**Things to do**
1. In the vigil article, how many recovery houses did Alyssa Rohrbaugh estimate there are in York County?
2. From the vigil article, copy word for word the passage starting with "Alyssa Rohrbaugh, another" and going on through "rehab or jail.".

**Excerpt provided**
——————

Now, the York City resident lives in his own apartment and is a manager at a Five Guys burger shop. Sprow, who has been sober for a year now, recalled his parents asking him why he couldn't just stop taking heroin.

"I said, 'I wish it was that easy,'" he recalled.

Sprow recounted his journey to sobriety to dozens of people who came out to The Bob Glatfelter Memorial Walk and Overdose Awareness Vigil at York College’s gravel track on Saturday afternoon. .

After several attempts at rehabilitation, Sprow was eventually sent to jail by his parole officer, which Sprow credited as the push he needed to get clean.

"I said, 'I know I don't have to do that anymore,'" he told the audience.

Spreading the word: Vickie Glatfelter, whose son Bob Glatfelter died in 2014 from an overdose, helped organize the event with other members of Not One More York. Glatfelter co-founded the York chapter.

Glatfelter said she was sad that so many people were affected by overdoses, but she was also happy the people could come together and see they're not alone. She and other members of Not One More York were giving out pamphlets with information to assist potential addicts, including information on recovery houses.

"People don't realize what's here to help," Glatfelter said.

Alyssa Rohrbaugh, another co-founder of the organization, estimated there are roughly 80 to 100 recovery houses in York County.

"Recovery houses get such a bad rap ... but they're here for a reason," Glatfelter said, adding many of those in recovery houses are just coming out of rehab or jail.

"That's the most crucial time of their lives," she said.

Glatfelter also emphasized that Narcan, which can be administered to reverse the effects of an overdose, may be obtained through Not One More York.

——————

**Stored data**
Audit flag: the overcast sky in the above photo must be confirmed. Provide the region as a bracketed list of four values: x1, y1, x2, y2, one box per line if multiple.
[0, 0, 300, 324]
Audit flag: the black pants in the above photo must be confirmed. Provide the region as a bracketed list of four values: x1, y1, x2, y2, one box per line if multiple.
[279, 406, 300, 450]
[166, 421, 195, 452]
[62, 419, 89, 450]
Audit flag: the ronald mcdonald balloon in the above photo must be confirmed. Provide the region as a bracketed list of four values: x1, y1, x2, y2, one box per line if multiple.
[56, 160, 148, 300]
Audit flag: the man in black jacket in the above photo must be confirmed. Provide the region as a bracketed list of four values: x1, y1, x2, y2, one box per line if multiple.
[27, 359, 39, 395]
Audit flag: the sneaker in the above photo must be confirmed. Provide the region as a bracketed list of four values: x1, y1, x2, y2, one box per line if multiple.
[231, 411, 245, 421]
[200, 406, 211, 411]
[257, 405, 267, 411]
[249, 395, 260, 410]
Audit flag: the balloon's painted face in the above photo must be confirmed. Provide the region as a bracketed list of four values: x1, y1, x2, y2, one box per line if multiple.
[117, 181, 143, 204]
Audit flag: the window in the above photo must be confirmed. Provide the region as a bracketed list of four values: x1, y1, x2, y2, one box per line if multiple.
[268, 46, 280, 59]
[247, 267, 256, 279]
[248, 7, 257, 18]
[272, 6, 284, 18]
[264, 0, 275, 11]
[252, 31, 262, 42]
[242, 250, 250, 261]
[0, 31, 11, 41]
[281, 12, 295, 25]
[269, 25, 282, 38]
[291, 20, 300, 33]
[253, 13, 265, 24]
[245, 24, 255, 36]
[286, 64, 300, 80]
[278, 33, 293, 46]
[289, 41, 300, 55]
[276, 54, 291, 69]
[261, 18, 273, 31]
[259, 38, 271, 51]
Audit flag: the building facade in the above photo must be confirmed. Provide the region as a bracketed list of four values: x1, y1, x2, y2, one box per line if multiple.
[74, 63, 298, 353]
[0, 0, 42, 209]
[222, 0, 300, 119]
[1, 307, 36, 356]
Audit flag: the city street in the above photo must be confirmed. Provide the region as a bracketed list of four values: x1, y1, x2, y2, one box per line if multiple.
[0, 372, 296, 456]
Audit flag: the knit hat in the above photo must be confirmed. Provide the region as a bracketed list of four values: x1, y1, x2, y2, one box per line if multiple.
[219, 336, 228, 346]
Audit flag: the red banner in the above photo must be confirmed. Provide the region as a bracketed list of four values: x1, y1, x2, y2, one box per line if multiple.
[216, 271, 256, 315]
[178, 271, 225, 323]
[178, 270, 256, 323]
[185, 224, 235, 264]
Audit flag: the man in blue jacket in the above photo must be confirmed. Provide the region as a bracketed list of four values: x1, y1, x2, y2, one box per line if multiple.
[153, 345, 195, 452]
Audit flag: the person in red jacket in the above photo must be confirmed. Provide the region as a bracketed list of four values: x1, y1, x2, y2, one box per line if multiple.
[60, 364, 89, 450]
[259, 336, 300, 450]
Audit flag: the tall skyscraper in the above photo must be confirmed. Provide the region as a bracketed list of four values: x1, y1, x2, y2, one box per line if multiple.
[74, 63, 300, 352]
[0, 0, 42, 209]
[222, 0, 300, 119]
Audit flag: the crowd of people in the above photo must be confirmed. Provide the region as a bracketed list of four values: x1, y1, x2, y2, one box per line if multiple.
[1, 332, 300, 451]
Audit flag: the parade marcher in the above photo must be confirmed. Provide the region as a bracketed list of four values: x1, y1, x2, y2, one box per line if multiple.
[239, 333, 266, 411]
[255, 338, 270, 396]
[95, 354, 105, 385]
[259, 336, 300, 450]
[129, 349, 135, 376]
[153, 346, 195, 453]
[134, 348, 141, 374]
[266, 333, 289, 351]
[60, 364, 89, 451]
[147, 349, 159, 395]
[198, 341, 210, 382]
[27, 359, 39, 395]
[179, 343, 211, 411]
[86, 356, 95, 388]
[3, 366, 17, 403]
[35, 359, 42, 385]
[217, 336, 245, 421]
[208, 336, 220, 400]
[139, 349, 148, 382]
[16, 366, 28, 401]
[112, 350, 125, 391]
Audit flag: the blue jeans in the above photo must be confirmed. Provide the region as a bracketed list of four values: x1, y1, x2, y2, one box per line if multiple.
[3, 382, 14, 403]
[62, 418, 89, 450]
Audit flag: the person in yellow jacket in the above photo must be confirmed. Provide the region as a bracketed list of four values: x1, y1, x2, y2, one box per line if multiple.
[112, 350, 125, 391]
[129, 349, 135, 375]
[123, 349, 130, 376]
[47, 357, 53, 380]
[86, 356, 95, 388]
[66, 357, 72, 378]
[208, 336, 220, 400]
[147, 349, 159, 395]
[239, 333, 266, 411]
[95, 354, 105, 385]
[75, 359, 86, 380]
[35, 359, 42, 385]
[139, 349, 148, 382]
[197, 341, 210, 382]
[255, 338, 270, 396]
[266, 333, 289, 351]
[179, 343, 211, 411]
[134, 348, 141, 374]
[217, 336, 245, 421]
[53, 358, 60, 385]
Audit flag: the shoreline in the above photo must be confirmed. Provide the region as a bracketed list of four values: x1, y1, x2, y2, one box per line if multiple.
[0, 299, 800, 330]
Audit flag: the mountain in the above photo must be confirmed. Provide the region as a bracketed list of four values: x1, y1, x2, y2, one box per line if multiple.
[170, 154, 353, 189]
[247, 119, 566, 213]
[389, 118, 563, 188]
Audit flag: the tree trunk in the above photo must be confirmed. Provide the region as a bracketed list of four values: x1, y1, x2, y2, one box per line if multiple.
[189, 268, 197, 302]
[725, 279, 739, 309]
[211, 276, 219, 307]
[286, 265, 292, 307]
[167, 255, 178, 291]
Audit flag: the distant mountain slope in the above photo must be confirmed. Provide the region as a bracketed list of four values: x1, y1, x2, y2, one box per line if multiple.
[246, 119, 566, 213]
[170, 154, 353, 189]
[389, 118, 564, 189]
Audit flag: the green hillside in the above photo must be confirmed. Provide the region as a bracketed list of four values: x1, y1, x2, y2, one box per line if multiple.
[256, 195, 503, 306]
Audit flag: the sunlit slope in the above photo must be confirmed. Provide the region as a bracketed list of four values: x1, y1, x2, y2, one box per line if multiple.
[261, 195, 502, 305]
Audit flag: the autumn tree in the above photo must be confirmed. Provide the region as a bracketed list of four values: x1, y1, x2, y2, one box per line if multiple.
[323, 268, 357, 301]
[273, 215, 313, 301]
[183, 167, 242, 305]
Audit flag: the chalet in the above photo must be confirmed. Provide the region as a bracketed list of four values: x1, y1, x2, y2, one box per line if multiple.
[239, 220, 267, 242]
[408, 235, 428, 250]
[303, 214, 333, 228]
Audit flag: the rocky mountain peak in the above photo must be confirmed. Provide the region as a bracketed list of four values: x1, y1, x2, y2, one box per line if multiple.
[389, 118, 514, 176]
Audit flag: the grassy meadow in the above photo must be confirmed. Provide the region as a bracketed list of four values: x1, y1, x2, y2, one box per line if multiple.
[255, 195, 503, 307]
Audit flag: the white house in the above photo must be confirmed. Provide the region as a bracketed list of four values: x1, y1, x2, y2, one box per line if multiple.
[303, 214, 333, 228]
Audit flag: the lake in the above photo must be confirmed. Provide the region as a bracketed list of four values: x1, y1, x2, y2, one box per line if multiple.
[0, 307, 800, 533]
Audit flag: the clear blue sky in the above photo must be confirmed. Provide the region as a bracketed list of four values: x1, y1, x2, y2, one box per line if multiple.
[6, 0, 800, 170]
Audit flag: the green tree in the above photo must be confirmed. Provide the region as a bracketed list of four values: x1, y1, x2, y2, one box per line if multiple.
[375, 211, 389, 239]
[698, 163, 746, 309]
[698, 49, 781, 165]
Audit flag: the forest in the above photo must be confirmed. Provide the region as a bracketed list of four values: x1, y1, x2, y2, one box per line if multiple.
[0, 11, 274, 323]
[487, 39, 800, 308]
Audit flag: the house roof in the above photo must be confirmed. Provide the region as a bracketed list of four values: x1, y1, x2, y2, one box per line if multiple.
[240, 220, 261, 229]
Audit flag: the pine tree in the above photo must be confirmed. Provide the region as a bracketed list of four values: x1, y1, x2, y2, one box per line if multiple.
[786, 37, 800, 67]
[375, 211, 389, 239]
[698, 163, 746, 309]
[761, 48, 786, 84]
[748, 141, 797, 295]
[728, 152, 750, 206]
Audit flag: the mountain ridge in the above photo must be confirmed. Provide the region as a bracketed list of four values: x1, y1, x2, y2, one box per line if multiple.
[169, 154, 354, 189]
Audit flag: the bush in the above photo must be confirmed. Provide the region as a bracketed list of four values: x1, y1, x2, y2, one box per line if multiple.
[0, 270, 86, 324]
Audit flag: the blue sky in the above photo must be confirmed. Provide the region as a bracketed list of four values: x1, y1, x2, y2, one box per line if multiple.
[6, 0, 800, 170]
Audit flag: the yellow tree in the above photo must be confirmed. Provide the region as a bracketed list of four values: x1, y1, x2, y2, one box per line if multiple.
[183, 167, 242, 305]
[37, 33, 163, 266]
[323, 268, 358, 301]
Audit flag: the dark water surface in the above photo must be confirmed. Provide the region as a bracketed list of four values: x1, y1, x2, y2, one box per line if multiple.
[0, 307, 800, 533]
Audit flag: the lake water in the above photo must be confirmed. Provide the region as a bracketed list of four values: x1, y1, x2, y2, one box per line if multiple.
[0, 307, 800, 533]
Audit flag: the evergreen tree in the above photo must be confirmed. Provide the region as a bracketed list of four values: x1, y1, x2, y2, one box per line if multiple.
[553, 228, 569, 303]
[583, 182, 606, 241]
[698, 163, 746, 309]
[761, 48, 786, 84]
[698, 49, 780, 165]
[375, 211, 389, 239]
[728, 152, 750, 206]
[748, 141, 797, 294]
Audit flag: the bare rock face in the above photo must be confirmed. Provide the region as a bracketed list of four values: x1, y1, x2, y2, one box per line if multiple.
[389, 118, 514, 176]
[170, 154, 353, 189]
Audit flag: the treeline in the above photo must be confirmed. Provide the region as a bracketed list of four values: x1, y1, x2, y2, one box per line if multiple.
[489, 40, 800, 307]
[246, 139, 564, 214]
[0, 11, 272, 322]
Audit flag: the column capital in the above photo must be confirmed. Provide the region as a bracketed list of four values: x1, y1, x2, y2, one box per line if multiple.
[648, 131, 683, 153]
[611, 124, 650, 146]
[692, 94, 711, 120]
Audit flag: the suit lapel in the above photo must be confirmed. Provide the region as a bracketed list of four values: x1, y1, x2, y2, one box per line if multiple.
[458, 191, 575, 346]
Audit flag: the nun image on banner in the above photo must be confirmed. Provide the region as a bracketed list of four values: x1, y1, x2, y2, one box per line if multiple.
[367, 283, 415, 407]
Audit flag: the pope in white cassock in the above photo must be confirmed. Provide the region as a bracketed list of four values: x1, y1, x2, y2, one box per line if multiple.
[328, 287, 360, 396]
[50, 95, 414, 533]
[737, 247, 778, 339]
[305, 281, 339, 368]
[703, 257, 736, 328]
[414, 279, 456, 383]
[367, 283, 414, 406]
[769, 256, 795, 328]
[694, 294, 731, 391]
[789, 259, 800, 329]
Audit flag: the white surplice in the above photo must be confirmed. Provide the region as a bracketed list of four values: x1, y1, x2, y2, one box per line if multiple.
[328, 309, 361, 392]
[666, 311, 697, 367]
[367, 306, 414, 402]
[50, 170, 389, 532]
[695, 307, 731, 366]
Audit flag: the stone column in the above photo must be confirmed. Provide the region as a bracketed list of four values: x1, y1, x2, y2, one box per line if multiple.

——————

**Task responses**
1. Roughly 80 to 100.

2.
Alyssa Rohrbaugh, another co-founder of the organization, estimated there are roughly 80 to 100 recovery houses in York County.

"Recovery houses get such a bad rap ... but they're here for a reason," Glatfelter said, adding many of those in recovery houses are just coming out of rehab or jail.